### Available data
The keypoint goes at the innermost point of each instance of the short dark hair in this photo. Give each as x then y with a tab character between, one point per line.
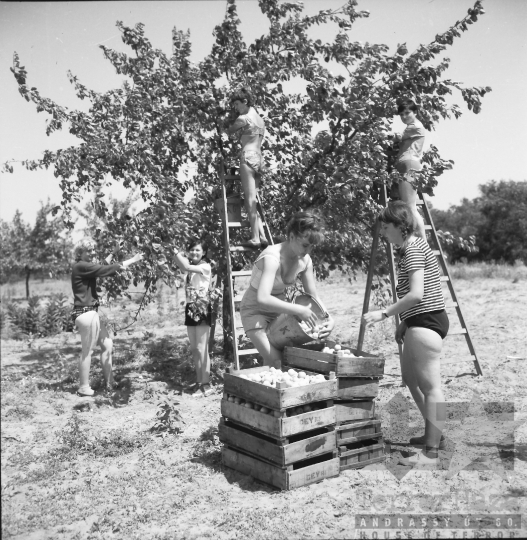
400	215
307	222
406	103
198	242
242	95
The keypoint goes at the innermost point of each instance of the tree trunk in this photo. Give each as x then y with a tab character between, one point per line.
28	272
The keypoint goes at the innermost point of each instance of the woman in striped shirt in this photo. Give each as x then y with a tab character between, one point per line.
424	324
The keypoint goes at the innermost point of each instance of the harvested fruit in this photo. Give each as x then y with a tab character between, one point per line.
290	378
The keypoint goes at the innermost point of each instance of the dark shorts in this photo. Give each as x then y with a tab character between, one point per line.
433	320
203	319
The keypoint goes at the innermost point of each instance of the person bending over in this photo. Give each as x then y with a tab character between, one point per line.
424	325
276	268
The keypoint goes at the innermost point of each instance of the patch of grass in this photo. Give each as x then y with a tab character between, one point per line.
20	412
75	440
469	271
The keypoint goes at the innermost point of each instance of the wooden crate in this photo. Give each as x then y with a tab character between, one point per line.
351	411
275	398
284	426
280	452
306	358
357	455
301	474
358	431
360	388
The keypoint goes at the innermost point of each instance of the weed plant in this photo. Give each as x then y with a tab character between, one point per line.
75	441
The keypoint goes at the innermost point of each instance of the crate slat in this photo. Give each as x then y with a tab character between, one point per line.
351	388
354	410
367	365
280	478
358	431
278	428
360	455
279	454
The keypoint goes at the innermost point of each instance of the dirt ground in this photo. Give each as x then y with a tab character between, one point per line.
90	468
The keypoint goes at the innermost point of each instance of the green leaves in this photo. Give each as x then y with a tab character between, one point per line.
160	133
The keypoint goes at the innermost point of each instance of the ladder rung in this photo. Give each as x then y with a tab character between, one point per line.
238	224
245	352
457	332
471	358
241	248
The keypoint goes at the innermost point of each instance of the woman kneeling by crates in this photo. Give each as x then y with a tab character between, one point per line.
276	268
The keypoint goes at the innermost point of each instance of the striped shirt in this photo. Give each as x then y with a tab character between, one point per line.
417	256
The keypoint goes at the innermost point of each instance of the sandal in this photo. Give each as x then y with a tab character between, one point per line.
198	392
251	244
207	389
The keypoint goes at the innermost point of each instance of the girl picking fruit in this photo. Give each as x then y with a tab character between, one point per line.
276	268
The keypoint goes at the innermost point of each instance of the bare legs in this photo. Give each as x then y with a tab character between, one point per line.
199	343
421	372
250	186
271	355
408	194
93	333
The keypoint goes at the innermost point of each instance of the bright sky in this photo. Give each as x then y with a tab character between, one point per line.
52	38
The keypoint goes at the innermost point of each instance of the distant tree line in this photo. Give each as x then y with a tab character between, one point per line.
498	220
43	250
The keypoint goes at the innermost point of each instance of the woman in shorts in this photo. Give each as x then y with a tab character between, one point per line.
198	312
424	325
250	129
408	160
85	313
276	268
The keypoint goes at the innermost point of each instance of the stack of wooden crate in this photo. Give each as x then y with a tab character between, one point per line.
285	437
359	435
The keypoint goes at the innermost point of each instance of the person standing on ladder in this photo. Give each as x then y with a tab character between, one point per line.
408	160
198	312
276	268
424	325
250	128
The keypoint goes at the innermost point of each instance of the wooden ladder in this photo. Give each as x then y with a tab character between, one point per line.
438	252
237	331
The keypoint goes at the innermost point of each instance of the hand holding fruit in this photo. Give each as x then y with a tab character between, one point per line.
372	317
326	328
307	316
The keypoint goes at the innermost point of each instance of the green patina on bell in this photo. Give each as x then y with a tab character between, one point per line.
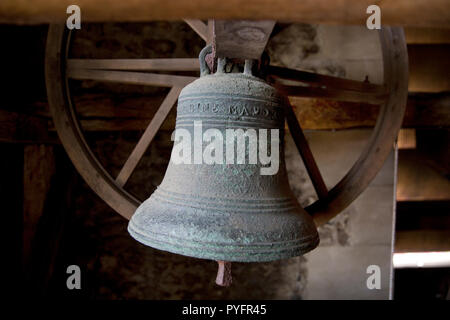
228	212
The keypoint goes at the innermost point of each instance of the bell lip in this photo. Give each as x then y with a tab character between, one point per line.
233	253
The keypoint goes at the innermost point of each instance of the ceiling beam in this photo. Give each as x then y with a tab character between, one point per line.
430	13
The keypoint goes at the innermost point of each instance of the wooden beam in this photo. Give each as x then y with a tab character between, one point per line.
24	128
429	68
38	170
244	39
407	139
394	12
181	64
199	27
422	240
417	35
418	181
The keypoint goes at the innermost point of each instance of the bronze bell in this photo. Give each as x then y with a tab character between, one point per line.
222	210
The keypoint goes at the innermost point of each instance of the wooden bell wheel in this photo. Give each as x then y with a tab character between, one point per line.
391	96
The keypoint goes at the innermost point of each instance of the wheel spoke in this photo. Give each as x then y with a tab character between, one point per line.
148	136
139	78
328	87
320	80
330	94
135	64
199	27
306	154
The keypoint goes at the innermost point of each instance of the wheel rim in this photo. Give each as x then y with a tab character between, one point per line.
338	198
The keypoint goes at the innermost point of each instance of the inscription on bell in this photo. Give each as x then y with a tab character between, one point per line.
237	109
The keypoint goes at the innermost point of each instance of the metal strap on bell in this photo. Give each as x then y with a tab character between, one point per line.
223	211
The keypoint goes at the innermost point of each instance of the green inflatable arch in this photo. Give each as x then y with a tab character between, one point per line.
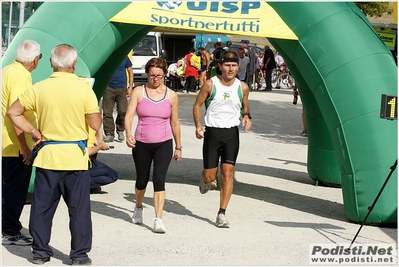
340	65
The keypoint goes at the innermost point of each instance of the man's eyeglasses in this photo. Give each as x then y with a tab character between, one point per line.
156	76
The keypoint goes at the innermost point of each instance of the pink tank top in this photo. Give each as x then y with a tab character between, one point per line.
154	124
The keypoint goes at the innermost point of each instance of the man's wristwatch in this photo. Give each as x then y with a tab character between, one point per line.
248	114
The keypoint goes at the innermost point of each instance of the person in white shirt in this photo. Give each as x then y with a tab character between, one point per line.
227	106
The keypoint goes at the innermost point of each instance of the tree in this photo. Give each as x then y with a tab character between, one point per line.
376	9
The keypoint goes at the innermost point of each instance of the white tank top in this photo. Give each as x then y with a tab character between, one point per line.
223	107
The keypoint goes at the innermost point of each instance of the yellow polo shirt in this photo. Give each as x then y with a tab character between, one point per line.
61	103
15	79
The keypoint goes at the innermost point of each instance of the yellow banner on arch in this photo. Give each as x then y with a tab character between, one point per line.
243	17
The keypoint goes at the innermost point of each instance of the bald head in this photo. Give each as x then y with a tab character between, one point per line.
63	58
27	51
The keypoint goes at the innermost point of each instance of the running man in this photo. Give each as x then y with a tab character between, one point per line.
226	102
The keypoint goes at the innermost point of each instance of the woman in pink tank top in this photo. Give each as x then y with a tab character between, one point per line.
158	123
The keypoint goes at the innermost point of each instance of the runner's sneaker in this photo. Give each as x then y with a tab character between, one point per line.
121	137
159	227
18	240
137	217
204	187
214	184
221	221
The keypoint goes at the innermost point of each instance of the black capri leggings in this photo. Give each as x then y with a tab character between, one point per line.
143	155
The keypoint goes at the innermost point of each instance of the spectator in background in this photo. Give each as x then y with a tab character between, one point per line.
190	74
172	75
16	145
279	60
215	56
205	62
243	71
65	107
116	93
259	67
269	65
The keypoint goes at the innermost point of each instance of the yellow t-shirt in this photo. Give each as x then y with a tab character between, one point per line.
15	79
61	103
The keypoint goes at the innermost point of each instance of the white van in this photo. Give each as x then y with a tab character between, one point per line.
150	46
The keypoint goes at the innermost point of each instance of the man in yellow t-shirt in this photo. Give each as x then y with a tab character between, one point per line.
16	146
65	107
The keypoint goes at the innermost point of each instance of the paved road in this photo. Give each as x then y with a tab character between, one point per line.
276	211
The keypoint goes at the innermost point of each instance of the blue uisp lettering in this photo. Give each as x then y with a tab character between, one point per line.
226	7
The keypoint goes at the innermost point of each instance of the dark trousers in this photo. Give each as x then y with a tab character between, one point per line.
269	79
144	154
190	84
74	187
101	174
15	178
110	97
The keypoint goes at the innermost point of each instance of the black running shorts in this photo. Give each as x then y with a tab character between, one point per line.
220	143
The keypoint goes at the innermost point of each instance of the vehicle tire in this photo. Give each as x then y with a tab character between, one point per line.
286	81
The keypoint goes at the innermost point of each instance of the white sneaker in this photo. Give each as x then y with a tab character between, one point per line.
204	186
221	221
159	227
137	217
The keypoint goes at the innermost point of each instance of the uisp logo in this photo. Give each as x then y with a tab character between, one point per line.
170	5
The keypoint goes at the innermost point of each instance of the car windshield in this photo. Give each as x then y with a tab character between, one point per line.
146	47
######
● Required work
Your task is to transcribe the line containing "the white sneaker" and every line after it, through the last line of the data, exactly as written and with nothing more.

● Written response
The keypoint goes at the innermost point of each instance of the white sneaker in this photo. Give each as x then y with a tab character between, one point per line.
204	186
221	221
159	227
137	217
The keypoint goes at the innermost point of each instance of the uisp logo in this photo. Give each as x then y with a tab character between, one point per line.
170	5
The keypoint goes at the innermost point of each instance of the car windshield in this photo. Give each as x then y with a tab character between, one point per line.
146	47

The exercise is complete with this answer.